REQUEST: Render the data from its first line through the line containing "121], [106, 107]]" as a Markdown table with the columns Index and Entry, numbering each line and omitting blank lines.

** Start of DATA TO USE **

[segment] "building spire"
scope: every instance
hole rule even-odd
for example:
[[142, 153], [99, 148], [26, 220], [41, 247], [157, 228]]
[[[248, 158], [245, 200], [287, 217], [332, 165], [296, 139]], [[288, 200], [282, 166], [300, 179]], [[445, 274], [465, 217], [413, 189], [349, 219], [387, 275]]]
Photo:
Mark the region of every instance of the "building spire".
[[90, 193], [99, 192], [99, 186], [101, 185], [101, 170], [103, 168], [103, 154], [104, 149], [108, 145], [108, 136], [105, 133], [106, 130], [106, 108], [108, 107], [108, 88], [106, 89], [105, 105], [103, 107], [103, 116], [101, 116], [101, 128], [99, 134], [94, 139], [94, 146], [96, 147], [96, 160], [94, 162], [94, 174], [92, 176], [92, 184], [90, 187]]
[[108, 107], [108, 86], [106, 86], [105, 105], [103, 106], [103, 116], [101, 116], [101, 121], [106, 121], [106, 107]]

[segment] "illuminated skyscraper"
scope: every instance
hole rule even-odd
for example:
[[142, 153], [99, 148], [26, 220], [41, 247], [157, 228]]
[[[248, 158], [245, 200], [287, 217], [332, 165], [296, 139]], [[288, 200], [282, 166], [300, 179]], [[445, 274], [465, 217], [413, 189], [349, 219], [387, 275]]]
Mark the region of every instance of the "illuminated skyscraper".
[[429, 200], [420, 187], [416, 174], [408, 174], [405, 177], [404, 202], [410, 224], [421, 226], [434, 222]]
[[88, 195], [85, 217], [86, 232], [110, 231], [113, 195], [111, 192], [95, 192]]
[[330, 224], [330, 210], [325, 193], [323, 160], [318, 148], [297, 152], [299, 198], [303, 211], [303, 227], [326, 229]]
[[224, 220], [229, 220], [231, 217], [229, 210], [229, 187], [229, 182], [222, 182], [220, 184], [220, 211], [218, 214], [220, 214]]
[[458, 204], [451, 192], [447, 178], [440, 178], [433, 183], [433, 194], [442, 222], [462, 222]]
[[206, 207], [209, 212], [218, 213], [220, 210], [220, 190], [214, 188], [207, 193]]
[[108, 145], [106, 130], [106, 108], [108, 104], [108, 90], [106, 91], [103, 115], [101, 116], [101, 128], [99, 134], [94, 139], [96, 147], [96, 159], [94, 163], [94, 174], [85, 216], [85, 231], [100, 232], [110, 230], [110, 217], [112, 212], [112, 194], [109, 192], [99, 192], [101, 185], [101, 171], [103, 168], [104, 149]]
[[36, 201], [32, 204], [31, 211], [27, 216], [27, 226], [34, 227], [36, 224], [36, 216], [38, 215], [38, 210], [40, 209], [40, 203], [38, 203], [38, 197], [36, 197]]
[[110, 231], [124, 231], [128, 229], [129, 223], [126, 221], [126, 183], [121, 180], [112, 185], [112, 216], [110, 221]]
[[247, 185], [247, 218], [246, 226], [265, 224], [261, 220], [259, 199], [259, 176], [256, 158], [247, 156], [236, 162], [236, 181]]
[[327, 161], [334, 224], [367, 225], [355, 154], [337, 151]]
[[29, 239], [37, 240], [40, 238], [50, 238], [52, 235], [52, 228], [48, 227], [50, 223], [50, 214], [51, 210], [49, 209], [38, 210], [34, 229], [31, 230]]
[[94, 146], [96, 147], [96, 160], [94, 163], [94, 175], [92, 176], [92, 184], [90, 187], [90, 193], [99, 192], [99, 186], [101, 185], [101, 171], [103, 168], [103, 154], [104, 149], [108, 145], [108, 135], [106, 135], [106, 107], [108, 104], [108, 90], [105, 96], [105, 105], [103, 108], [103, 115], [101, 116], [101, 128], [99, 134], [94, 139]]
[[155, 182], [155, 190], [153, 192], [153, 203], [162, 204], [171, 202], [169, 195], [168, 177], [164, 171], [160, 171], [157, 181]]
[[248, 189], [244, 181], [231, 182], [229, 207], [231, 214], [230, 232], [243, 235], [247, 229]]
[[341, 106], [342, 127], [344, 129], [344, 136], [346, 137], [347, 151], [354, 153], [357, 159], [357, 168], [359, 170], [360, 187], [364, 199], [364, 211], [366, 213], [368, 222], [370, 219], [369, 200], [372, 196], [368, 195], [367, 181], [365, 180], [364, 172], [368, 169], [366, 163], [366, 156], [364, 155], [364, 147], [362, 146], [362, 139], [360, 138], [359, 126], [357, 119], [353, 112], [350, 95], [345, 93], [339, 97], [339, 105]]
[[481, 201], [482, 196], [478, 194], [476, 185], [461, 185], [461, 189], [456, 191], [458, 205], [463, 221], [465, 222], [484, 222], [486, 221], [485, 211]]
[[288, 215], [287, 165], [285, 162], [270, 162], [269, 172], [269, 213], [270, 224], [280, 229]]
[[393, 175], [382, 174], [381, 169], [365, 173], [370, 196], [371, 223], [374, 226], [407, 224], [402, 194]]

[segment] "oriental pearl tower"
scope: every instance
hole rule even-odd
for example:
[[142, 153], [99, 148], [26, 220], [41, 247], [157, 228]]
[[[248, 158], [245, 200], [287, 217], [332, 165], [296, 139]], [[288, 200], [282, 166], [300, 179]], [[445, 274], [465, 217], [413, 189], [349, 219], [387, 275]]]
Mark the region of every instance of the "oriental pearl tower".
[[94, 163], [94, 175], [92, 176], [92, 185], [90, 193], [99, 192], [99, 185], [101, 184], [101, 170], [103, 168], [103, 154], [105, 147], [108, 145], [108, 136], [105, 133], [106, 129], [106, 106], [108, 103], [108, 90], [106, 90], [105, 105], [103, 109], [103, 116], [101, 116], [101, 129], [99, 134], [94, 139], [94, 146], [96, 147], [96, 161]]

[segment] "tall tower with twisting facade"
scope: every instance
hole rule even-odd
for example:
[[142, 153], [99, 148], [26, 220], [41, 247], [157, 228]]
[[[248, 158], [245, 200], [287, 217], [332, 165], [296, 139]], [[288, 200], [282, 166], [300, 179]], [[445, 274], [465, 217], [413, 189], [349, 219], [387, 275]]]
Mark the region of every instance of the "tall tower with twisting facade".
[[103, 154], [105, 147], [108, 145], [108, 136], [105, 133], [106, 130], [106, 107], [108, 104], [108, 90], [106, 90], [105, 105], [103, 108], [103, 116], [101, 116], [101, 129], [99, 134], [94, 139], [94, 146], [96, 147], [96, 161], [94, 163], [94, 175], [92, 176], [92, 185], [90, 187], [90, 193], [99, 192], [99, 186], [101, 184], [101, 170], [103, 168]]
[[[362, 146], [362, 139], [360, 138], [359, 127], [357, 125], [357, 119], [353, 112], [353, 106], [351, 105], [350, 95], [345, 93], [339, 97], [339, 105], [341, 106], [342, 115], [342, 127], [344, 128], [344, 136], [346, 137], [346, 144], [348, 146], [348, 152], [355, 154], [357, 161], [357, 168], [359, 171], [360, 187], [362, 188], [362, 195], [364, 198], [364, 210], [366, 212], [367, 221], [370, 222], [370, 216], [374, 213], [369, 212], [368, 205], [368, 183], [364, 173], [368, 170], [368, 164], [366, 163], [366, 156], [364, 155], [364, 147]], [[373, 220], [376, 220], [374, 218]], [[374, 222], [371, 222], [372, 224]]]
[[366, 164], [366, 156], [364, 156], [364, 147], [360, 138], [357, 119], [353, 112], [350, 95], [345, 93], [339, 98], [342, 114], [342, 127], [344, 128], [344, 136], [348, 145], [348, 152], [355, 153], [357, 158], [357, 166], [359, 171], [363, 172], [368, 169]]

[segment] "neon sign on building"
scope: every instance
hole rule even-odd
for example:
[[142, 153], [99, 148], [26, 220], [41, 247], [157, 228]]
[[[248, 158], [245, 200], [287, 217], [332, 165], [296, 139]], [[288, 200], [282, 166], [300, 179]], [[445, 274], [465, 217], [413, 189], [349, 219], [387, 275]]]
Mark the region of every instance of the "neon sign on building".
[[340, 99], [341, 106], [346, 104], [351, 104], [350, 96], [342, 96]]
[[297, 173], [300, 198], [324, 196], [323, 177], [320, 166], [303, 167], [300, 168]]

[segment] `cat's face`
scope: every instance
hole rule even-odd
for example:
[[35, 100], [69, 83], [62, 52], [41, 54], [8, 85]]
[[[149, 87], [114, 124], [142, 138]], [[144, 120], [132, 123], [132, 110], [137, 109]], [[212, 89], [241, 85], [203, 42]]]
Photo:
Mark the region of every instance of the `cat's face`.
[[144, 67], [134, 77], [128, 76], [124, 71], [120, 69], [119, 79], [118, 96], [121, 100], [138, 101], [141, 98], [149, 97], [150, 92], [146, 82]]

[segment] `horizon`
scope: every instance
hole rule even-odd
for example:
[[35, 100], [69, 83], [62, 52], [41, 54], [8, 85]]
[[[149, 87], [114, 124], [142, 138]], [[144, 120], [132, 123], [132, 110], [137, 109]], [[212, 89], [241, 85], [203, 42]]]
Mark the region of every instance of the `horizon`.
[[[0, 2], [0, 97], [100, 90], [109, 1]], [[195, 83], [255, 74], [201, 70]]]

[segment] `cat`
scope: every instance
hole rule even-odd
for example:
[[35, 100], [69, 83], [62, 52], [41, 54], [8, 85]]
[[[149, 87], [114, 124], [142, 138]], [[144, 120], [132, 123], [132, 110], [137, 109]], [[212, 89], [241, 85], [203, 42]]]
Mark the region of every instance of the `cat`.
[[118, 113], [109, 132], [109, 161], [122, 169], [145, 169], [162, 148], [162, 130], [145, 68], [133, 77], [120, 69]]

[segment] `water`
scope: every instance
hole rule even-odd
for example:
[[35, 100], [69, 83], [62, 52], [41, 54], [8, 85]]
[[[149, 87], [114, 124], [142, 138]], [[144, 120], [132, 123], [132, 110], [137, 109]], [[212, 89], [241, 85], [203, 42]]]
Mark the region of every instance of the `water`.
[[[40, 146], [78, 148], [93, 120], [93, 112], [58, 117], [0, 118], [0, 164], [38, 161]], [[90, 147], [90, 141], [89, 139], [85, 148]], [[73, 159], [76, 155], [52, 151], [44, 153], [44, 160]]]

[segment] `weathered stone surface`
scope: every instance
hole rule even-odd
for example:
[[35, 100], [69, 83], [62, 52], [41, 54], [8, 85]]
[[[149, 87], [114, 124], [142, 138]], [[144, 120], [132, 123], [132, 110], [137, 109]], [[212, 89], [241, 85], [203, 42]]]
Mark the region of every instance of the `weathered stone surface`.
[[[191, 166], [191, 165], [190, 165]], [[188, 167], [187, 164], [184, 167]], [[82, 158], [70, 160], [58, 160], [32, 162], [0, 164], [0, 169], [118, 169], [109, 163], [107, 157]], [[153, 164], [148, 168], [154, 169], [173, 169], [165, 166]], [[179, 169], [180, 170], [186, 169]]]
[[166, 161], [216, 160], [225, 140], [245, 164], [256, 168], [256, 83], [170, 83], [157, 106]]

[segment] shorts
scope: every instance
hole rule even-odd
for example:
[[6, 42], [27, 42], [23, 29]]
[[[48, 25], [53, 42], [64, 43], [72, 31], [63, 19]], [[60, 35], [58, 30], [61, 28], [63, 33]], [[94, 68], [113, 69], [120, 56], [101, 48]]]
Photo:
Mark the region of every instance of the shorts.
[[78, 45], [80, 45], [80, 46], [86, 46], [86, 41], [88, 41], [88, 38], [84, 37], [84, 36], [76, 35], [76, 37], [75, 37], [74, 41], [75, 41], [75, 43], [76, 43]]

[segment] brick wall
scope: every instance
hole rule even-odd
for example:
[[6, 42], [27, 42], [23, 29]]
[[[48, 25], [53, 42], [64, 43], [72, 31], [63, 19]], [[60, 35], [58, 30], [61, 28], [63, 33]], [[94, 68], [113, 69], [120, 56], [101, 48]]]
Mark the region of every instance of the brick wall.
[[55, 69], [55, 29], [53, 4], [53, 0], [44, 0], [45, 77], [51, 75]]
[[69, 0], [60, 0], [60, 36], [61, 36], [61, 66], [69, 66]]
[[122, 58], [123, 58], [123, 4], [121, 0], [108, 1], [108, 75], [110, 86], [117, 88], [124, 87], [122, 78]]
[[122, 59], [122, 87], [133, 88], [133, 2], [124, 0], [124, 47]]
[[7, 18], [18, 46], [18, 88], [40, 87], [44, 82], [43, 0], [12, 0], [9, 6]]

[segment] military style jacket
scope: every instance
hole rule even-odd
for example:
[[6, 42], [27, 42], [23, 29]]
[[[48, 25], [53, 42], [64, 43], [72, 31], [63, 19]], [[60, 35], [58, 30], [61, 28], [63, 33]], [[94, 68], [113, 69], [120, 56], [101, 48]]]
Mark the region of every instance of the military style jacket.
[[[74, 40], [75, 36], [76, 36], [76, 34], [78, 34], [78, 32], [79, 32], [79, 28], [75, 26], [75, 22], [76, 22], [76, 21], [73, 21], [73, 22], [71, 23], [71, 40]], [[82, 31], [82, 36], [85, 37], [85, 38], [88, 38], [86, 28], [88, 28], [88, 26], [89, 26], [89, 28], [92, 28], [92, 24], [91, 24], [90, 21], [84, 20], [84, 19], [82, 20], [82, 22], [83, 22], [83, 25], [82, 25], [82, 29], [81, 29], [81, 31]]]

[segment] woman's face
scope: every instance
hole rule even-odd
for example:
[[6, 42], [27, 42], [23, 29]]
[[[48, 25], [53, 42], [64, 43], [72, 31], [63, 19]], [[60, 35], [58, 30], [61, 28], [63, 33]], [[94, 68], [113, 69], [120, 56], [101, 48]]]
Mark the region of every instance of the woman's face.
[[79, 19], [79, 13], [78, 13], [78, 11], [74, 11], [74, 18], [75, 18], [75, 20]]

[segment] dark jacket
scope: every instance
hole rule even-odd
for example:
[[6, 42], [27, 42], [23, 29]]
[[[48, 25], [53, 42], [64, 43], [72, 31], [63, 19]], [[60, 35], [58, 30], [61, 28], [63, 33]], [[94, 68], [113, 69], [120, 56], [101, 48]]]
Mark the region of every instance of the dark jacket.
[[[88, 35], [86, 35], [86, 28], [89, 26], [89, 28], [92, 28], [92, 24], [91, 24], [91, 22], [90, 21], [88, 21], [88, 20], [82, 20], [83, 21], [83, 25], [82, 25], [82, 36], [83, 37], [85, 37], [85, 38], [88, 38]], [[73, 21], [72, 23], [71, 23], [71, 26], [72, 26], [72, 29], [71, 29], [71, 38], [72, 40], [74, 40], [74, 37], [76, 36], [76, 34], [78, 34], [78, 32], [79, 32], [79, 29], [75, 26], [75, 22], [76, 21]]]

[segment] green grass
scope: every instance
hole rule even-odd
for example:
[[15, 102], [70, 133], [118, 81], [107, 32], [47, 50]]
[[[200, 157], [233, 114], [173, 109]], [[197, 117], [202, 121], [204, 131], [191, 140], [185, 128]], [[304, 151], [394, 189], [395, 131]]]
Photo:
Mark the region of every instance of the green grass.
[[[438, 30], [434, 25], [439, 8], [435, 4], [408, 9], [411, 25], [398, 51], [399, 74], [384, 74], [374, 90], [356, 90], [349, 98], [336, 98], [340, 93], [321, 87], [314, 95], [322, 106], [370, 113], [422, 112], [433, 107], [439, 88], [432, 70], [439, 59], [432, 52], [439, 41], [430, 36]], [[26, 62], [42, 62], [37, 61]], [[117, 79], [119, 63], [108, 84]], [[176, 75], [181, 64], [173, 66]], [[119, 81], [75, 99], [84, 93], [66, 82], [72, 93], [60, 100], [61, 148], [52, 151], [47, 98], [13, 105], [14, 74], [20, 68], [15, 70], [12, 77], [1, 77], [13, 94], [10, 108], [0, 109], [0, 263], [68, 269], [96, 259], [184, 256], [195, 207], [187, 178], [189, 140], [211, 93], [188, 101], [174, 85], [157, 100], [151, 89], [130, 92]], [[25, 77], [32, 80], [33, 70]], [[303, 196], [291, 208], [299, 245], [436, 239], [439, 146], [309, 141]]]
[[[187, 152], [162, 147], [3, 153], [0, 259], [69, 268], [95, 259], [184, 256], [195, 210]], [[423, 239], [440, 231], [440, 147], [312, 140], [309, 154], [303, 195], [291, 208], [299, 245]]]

** End of DATA TO USE **

SOLUTION TO THE EXERCISE:
| Index | Entry |
|---|---|
| 1 | [segment] "building spire" |
| 2 | scope: every instance |
| 3 | hole rule even-odd |
| 4 | for example: |
| 5 | [[142, 153], [99, 148], [26, 220], [41, 247], [157, 228]] |
| 6 | [[[248, 158], [245, 200], [287, 217], [332, 165], [296, 139]], [[288, 200], [282, 166], [300, 179]], [[445, 274], [465, 217], [413, 189], [349, 219], [387, 275]]] |
| 7 | Photo: |
| 8 | Mark the region of every instance of the "building spire". |
| 9 | [[90, 193], [99, 192], [99, 186], [101, 185], [101, 170], [103, 168], [103, 154], [104, 149], [108, 145], [108, 136], [105, 133], [106, 130], [106, 108], [108, 107], [108, 88], [106, 89], [105, 105], [103, 107], [103, 116], [101, 116], [101, 128], [99, 134], [94, 139], [94, 146], [96, 147], [96, 160], [94, 162], [94, 174], [92, 176], [92, 184], [90, 187]] |
| 10 | [[108, 107], [108, 86], [106, 86], [105, 105], [103, 106], [103, 116], [101, 116], [101, 121], [106, 121], [106, 107]] |